*REQUIRED TASK*
Transcribe each record below word for word.

** start **

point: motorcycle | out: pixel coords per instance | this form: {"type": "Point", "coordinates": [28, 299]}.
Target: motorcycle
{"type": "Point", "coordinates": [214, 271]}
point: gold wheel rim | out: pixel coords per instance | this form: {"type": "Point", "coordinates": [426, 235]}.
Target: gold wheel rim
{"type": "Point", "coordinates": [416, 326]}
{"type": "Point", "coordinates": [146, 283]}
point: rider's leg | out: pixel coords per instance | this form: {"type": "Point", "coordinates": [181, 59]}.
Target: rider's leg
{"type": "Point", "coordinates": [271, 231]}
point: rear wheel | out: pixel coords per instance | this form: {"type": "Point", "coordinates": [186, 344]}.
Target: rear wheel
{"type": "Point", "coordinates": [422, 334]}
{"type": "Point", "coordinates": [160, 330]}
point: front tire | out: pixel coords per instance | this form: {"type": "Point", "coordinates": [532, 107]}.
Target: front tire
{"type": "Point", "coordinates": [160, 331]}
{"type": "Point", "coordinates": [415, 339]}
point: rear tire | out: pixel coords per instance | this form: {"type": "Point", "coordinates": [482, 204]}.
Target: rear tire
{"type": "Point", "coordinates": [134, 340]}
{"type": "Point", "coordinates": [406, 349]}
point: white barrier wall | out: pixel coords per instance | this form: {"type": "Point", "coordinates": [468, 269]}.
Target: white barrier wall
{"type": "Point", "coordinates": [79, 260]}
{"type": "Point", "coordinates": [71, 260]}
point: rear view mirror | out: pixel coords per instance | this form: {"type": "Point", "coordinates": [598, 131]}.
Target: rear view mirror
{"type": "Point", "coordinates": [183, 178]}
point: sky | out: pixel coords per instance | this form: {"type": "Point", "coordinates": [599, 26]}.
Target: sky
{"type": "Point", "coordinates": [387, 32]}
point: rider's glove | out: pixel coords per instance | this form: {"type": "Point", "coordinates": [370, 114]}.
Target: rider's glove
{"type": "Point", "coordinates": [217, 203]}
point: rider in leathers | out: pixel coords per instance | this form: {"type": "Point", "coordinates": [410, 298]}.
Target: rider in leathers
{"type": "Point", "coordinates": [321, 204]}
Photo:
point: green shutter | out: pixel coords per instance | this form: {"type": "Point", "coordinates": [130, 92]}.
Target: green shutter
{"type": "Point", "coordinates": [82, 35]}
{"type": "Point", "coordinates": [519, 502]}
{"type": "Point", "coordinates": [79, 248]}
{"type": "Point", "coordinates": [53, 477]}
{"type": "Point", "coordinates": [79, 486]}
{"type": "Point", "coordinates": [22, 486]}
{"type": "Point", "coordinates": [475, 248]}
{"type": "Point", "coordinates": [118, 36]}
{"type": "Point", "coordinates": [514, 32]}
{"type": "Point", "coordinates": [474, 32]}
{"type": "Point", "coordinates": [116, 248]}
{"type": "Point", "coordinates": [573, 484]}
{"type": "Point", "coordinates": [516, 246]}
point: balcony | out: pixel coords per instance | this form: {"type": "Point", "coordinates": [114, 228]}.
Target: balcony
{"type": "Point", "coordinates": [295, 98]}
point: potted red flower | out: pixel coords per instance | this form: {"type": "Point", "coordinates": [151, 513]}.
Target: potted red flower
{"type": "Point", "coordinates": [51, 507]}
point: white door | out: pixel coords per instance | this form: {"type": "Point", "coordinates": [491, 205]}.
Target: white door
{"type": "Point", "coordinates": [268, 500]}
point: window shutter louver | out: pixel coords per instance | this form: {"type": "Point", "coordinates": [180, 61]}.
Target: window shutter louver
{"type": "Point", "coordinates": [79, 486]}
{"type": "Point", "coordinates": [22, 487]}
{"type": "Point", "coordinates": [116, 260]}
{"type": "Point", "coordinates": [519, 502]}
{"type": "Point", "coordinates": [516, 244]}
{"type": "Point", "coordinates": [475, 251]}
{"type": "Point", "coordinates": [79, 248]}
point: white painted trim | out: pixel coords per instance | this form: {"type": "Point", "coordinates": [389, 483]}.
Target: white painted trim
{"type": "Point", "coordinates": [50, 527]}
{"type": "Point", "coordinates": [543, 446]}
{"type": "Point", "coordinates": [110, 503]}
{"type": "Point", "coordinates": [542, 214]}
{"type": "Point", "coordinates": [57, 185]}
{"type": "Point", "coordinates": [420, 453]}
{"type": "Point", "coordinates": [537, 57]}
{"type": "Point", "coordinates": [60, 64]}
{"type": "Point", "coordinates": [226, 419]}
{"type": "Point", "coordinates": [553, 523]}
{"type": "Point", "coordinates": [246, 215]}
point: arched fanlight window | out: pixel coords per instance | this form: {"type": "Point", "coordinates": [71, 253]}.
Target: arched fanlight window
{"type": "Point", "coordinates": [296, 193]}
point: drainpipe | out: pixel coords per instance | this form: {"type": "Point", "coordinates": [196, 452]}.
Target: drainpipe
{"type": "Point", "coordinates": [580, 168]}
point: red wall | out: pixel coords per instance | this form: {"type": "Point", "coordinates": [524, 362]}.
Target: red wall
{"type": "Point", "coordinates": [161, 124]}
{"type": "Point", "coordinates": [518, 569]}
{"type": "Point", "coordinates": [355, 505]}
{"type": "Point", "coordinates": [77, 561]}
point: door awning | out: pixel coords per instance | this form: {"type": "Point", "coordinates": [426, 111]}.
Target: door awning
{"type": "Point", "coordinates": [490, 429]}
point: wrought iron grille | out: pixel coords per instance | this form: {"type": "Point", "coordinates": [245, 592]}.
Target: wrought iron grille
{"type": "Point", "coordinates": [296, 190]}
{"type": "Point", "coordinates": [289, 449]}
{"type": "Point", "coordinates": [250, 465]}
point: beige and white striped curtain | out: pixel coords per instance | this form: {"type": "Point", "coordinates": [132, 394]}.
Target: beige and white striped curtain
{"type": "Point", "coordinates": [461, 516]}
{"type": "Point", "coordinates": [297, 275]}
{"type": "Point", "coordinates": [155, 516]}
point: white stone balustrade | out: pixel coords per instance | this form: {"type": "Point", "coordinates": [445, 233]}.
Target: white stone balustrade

** end **

*EXPECTED ANSWER*
point: motorcycle | out: pixel coords per instance | this form: {"type": "Point", "coordinates": [28, 299]}.
Target: motorcycle
{"type": "Point", "coordinates": [214, 271]}
point: gold wheel rim | out: pixel coords per instance | this form: {"type": "Point", "coordinates": [426, 235]}.
Target: gold wheel rim
{"type": "Point", "coordinates": [416, 326]}
{"type": "Point", "coordinates": [146, 283]}
point: rider's leg | out: pixel coords per instance | this form: {"type": "Point", "coordinates": [181, 59]}.
Target: rider's leg
{"type": "Point", "coordinates": [271, 231]}
point: rear wheel | out: pixel coords per instance | this form: {"type": "Point", "coordinates": [186, 344]}.
Target: rear wheel
{"type": "Point", "coordinates": [422, 334]}
{"type": "Point", "coordinates": [160, 330]}
point: front tire | out: pixel coords per instance | this form: {"type": "Point", "coordinates": [532, 107]}.
Target: front tire
{"type": "Point", "coordinates": [160, 331]}
{"type": "Point", "coordinates": [415, 339]}
point: rear tire | out: pixel coords per instance | this form: {"type": "Point", "coordinates": [482, 204]}.
Target: rear tire
{"type": "Point", "coordinates": [134, 340]}
{"type": "Point", "coordinates": [406, 349]}
point: white barrier wall | out: pixel coords per instance | this form: {"type": "Point", "coordinates": [468, 269]}.
Target: white barrier wall
{"type": "Point", "coordinates": [79, 260]}
{"type": "Point", "coordinates": [71, 260]}
point: rear view mirror | out: pixel coords per instance | this form: {"type": "Point", "coordinates": [598, 131]}.
Target: rear view mirror
{"type": "Point", "coordinates": [183, 178]}
point: sky | out: pixel coords per instance | this form: {"type": "Point", "coordinates": [599, 26]}.
Target: sky
{"type": "Point", "coordinates": [387, 32]}
point: rider's glove | out: pixel coords per instance | this form: {"type": "Point", "coordinates": [370, 114]}.
Target: rider's glove
{"type": "Point", "coordinates": [217, 203]}
point: rider in leathers | out: pixel coords per instance | this form: {"type": "Point", "coordinates": [410, 298]}.
Target: rider in leathers
{"type": "Point", "coordinates": [321, 204]}
Photo:
point: green shutter | out: pixel coords per instance | this form: {"type": "Point", "coordinates": [130, 92]}.
Target: green shutter
{"type": "Point", "coordinates": [82, 35]}
{"type": "Point", "coordinates": [519, 502]}
{"type": "Point", "coordinates": [79, 248]}
{"type": "Point", "coordinates": [53, 477]}
{"type": "Point", "coordinates": [79, 486]}
{"type": "Point", "coordinates": [22, 486]}
{"type": "Point", "coordinates": [475, 248]}
{"type": "Point", "coordinates": [118, 36]}
{"type": "Point", "coordinates": [514, 32]}
{"type": "Point", "coordinates": [474, 32]}
{"type": "Point", "coordinates": [116, 248]}
{"type": "Point", "coordinates": [573, 484]}
{"type": "Point", "coordinates": [516, 246]}
point: balcony | out: pixel coords per instance | this form: {"type": "Point", "coordinates": [114, 228]}.
Target: balcony
{"type": "Point", "coordinates": [295, 98]}
point: potted red flower | out: pixel coords per instance | this form: {"type": "Point", "coordinates": [151, 513]}.
Target: potted red flower
{"type": "Point", "coordinates": [51, 507]}
point: white door | out: pixel coords per instance | this form: {"type": "Point", "coordinates": [491, 205]}.
Target: white door
{"type": "Point", "coordinates": [268, 500]}
point: window shutter louver | out: pixel coords per instance | this form: {"type": "Point", "coordinates": [180, 61]}.
Target: window shutter louver
{"type": "Point", "coordinates": [79, 486]}
{"type": "Point", "coordinates": [22, 487]}
{"type": "Point", "coordinates": [116, 260]}
{"type": "Point", "coordinates": [519, 502]}
{"type": "Point", "coordinates": [516, 244]}
{"type": "Point", "coordinates": [475, 251]}
{"type": "Point", "coordinates": [79, 248]}
point: white painted trim | out: pixel coords per instance | this form: {"type": "Point", "coordinates": [389, 483]}.
Target: white painted trim
{"type": "Point", "coordinates": [50, 527]}
{"type": "Point", "coordinates": [543, 446]}
{"type": "Point", "coordinates": [110, 503]}
{"type": "Point", "coordinates": [542, 214]}
{"type": "Point", "coordinates": [57, 185]}
{"type": "Point", "coordinates": [420, 453]}
{"type": "Point", "coordinates": [537, 57]}
{"type": "Point", "coordinates": [60, 64]}
{"type": "Point", "coordinates": [226, 419]}
{"type": "Point", "coordinates": [553, 523]}
{"type": "Point", "coordinates": [246, 215]}
point: arched fanlight window | out: pixel coords per instance | this form: {"type": "Point", "coordinates": [71, 253]}.
Target: arched fanlight window
{"type": "Point", "coordinates": [296, 193]}
point: drainpipe | out: pixel coords per instance | this form: {"type": "Point", "coordinates": [196, 452]}.
Target: drainpipe
{"type": "Point", "coordinates": [580, 168]}
point: red wall | out: pixel coords per instance | this form: {"type": "Point", "coordinates": [524, 362]}.
Target: red wall
{"type": "Point", "coordinates": [161, 124]}
{"type": "Point", "coordinates": [518, 569]}
{"type": "Point", "coordinates": [355, 505]}
{"type": "Point", "coordinates": [77, 561]}
point: door awning | out: pixel coords per instance | this form: {"type": "Point", "coordinates": [426, 111]}.
Target: door awning
{"type": "Point", "coordinates": [490, 429]}
point: wrought iron grille | out: pixel coords per instance | this form: {"type": "Point", "coordinates": [245, 592]}.
Target: wrought iron grille
{"type": "Point", "coordinates": [296, 190]}
{"type": "Point", "coordinates": [289, 449]}
{"type": "Point", "coordinates": [250, 465]}
point: beige and white striped curtain | out: pixel coords per instance | this form: {"type": "Point", "coordinates": [132, 394]}.
Target: beige and white striped curtain
{"type": "Point", "coordinates": [461, 516]}
{"type": "Point", "coordinates": [297, 275]}
{"type": "Point", "coordinates": [155, 516]}
point: white stone balustrade | out: pixel coords per instance | this form: {"type": "Point", "coordinates": [445, 233]}.
Target: white stone balustrade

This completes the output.